START Task material

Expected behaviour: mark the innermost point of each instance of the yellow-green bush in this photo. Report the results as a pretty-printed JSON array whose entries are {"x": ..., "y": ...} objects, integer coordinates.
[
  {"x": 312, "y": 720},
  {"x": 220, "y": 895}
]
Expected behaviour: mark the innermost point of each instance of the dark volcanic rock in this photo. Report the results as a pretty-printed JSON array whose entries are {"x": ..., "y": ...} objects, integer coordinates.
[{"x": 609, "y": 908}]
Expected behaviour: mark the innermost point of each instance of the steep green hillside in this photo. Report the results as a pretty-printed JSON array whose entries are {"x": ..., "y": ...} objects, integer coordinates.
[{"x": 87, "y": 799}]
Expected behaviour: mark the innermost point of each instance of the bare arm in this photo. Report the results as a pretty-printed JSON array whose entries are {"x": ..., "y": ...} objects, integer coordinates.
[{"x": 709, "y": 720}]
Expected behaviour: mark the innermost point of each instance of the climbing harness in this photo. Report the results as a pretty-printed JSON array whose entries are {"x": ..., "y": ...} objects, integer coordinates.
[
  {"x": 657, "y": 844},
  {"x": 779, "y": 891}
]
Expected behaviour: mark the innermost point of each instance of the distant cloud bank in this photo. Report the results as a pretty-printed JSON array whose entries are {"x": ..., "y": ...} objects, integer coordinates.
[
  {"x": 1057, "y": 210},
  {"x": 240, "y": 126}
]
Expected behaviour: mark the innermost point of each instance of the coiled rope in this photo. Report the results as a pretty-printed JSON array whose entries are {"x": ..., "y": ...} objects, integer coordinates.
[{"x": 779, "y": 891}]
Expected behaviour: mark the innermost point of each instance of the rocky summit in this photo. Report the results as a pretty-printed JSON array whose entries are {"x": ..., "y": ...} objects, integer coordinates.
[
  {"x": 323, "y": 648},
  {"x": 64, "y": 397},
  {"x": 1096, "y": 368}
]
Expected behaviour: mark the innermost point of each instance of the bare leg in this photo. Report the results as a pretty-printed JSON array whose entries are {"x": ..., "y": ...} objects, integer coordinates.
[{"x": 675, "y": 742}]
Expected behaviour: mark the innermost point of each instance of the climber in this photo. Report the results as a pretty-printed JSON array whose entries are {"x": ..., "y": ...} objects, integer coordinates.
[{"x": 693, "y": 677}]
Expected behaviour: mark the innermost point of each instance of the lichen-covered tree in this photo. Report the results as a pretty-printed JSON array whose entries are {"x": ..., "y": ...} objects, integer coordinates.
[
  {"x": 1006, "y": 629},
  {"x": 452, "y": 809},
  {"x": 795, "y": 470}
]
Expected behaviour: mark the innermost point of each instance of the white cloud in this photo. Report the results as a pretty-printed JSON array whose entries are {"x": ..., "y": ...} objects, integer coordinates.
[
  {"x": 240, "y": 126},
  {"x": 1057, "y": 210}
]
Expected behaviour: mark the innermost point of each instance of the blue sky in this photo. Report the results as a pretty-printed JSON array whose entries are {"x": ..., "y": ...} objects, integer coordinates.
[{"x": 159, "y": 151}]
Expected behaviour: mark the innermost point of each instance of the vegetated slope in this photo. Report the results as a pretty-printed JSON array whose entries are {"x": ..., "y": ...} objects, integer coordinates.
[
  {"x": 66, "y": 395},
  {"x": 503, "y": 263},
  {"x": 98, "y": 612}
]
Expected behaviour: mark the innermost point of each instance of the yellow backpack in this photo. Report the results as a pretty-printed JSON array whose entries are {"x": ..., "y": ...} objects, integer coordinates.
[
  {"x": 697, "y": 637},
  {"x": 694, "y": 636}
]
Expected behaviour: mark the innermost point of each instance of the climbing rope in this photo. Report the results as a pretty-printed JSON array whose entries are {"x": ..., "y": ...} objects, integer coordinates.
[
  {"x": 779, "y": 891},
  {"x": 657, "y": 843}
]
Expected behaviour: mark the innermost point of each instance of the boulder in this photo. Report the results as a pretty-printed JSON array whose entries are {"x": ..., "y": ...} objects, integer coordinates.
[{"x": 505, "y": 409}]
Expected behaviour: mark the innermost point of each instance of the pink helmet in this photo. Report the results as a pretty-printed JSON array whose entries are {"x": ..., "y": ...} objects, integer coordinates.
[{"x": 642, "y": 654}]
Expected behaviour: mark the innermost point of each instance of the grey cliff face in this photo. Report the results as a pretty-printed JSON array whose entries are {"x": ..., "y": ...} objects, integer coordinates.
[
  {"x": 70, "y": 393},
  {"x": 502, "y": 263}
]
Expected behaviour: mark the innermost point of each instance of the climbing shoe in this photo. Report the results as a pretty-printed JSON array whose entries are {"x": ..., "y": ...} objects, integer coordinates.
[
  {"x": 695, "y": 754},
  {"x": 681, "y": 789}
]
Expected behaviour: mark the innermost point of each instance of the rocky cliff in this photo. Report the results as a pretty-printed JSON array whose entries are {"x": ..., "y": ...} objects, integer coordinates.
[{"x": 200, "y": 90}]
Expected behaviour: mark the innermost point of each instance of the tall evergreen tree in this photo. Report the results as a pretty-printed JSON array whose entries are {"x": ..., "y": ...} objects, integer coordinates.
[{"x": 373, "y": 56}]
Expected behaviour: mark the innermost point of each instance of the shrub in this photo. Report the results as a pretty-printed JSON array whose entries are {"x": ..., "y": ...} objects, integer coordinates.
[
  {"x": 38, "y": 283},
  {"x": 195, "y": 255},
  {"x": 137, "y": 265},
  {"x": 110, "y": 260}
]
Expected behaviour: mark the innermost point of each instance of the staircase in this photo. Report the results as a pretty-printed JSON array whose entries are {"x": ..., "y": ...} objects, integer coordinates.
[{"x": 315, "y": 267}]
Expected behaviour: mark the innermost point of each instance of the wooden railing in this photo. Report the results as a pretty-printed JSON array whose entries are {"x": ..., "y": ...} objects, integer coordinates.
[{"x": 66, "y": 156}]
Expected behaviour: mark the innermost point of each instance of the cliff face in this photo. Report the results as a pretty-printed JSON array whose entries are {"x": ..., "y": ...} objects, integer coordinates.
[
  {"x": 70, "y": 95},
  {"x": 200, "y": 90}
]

END Task material

## What you are asked to do:
Exactly reproduce every line of the data above.

## Output:
Expected behaviour: mark the innermost point of each instance of the yellow-green bush in this photo. Report the results as a pretty-printed JSON array whose entries are {"x": ..., "y": ...} objects, integer coordinates.
[
  {"x": 312, "y": 720},
  {"x": 220, "y": 895}
]
Expected behaviour: mark the innermost point of each instance of the dark volcanic rock in this photo. Report the results as a pretty-printed JSON array whose entries are {"x": ..., "y": ...} objects, integer coordinates.
[{"x": 609, "y": 908}]
Expected behaviour: mark the innermost point of each instance of the steep green hillside in this photo. Report the results as a pretty-printed JSON array whose entries are {"x": ..., "y": ...} objects, integer coordinates.
[{"x": 87, "y": 799}]
Expected behaviour: mark the innermost point of each instance of the bare arm in this photo. Report the results as a pretty-printed JSON array whose entries are {"x": ..., "y": ...} objects, integer coordinates.
[{"x": 709, "y": 720}]
Expected behaviour: mark the innermost point of each instance of the climbing harness in this photo. Report the results as a pretty-printed JSON array whose entries are {"x": ..., "y": ...} objects, integer coordinates.
[
  {"x": 657, "y": 844},
  {"x": 779, "y": 891}
]
Expected behaviour: mark the innermost point of each instance of the distant cloud bank in this photo. Report the results as a pretty-printed JSON array whose entries are {"x": ..., "y": ...} objects, integer coordinates.
[
  {"x": 1057, "y": 210},
  {"x": 240, "y": 126}
]
Expected behaviour: mark the innermost point of each instance of the coiled rope in this photo. Report the results as a pretty-printed JSON array whose entries are {"x": ..., "y": ...} objects, integer coordinates.
[{"x": 779, "y": 891}]
Expected behaviour: mark the innermost point of each instance of the rocky summit in this photo. Report the results as a pretty-printed JSON array whose entries are {"x": ..., "y": ...} objects, integer coordinates.
[
  {"x": 323, "y": 648},
  {"x": 64, "y": 397},
  {"x": 1096, "y": 368}
]
Expected behaviour: mark the innermost point of each instance of the bare leg in this photo. Report the results as a pretty-printed JSON array whose entries are {"x": ..., "y": ...} objects, integer coordinates.
[{"x": 675, "y": 742}]
Expected behaviour: mark the innermost point of each instance of the climber in this photo. Report the results as a pretty-printed JSON array whose entries are {"x": ..., "y": ...} objects, integer coordinates.
[{"x": 693, "y": 677}]
Expected behaviour: mark the innermost point of each instance of the lichen-covered tree in this photo. Report the results as a pretty-printed JSON array whose entries are {"x": ..., "y": ...} objects, integer coordinates.
[
  {"x": 1006, "y": 629},
  {"x": 452, "y": 809},
  {"x": 795, "y": 470}
]
Expected behaviour: mark the innermost point of each instance of the white cloud in this photo. Report the results as a pretty-printed JSON array whose entries are {"x": ..., "y": ...} objects, integer coordinates.
[
  {"x": 240, "y": 126},
  {"x": 1057, "y": 210}
]
Expected behaviour: mark the innermost point of each instance of the blue sky in this photo. Report the results as a pretty-printed JSON array whose entries are {"x": ..., "y": ...} objects, integer coordinates.
[{"x": 159, "y": 151}]
Expected behaviour: mark the innermost point of each instance of the vegetated slope in this photo. Report the results as a pretty-printed JSON array whose entries are {"x": ..., "y": ...} objects, integer coordinates.
[
  {"x": 66, "y": 395},
  {"x": 503, "y": 263},
  {"x": 98, "y": 612}
]
Expected behaviour: mark the innermost point of each instance of the yellow backpack in this photo. Report the results as a pretty-printed JSON array whose entries are {"x": ..., "y": ...} objects, integer coordinates.
[
  {"x": 697, "y": 637},
  {"x": 694, "y": 636}
]
Expected behaviour: mark the innermost point of each instance of the climbing rope in this photo. Report the results as a pretty-printed JSON array whose entries are {"x": ..., "y": ...} objects, integer coordinates.
[
  {"x": 779, "y": 891},
  {"x": 657, "y": 843}
]
Expected behaviour: mark the innermost point of each instance of the boulder in this photo. Report the results as a pretty-printed JSON array whose entries are {"x": ..., "y": ...} objects, integer coordinates.
[{"x": 505, "y": 409}]
Expected behaviour: mark the innermost point of each instance of the pink helmet in this photo. Report the results as a pretty-printed JSON array whose entries are {"x": ..., "y": ...} objects, integer coordinates.
[{"x": 642, "y": 654}]
Expected behaviour: mark the innermost point of each instance of the grey cliff face in this photo. Report the results as a pretty-printed JSON array whose entries are {"x": ..., "y": ...} objects, integer coordinates.
[
  {"x": 70, "y": 393},
  {"x": 502, "y": 263}
]
Expected behaviour: mark the innermost point of each instance of the climbing shoe in this photo. Report the results as a pretty-printed JSON array whose entries are {"x": ..., "y": ...} objects, integer coordinates.
[
  {"x": 695, "y": 754},
  {"x": 681, "y": 789}
]
Expected behaviour: mark the innermost point of each instance of the rocky cliff in this photo. Report the results as a pretty-printed JSON array whose entries are {"x": ..., "y": ...} objects, integer coordinates.
[{"x": 200, "y": 90}]
Expected behaviour: mark the innermost point of each instance of the tall evergreen tree in this photo. Report the results as a pretty-printed JSON array whose entries are {"x": ..., "y": ...} objects, integer coordinates.
[{"x": 373, "y": 56}]
Expected behaviour: mark the innermost point of each instance of the shrub in this photo. Report the results as a pretty-printed JSON array whose entries are {"x": ..., "y": ...} objects, integer coordinates.
[
  {"x": 38, "y": 283},
  {"x": 195, "y": 255},
  {"x": 137, "y": 265},
  {"x": 110, "y": 260}
]
Expected behaviour: mark the innermost point of each instance of the staircase in this photo. Report the results as a pretty-printed JSON array whose entries are {"x": ..., "y": ...} objects, integer coordinates.
[{"x": 315, "y": 267}]
Expected behaviour: mark the innermost point of each instance of the wooden railing in this photo. Report the results as a pretty-printed JSON array whose entries are {"x": ..., "y": ...} objects, integer coordinates.
[{"x": 66, "y": 156}]
Expected behaviour: mark the innermost point of each instance of the cliff face in this photo. Report the results as a pretty-printed JSON array whose entries are {"x": ..., "y": ...} objects, integer coordinates.
[
  {"x": 70, "y": 95},
  {"x": 200, "y": 90}
]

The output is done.